◆ **TEXT PROVIDED**:
You are viewing a plain text version of this content. The canonical link for it is here.
Posted to user@cassandra.apache.org by Aklin_81 <as...@gmail.com> on 2012/01/05 06:37:31 UTC

What is the future of supercolumns ?

I have seen supercolumns usage been discouraged most of the times.
However sometimes the supercolumns seem to fit the scenario most
appropriately not only in terms of how the data is stored but also in
terms of how is it retrieved. Some of the queries supported by SCs are
uniquely capable of doing the task which no other alternative schema
could do.(Like recently I asked about getting the equivalent of
retrieving a list of (full)supercolumns by name, through use of
composite columns, unfortunately there was no way to do this without
reading lots of extra columns).

So I am really confused whether:

1. Should I really not use the supercolumns for any case at all,
however appropriate, or I just need to be just careful while realizing
that supercolumns fit my use case appropriately or what!?

2. Are there any performance concerns with supercolumns even in the
cases where they are used most appropriately. Like when you need to
retrieve the entire supercolumns everytime & max. no of subcolumns
vary between 0-10.
(I don't write all the subcolumns inside supercolumn, at once though!

◆ **RECORDED INFORMATION**:
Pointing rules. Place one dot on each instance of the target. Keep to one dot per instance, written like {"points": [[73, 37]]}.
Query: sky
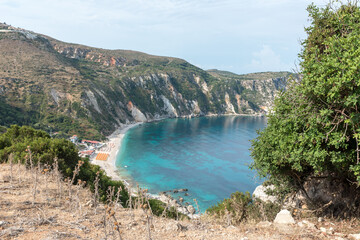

◆ **GOAL OF THE EXERCISE**: In the forum post about supercolumns, what range does the writer give for the maximum number of subcolumns?

◆ **RESPONSE BELOW**: Between 0 and 10.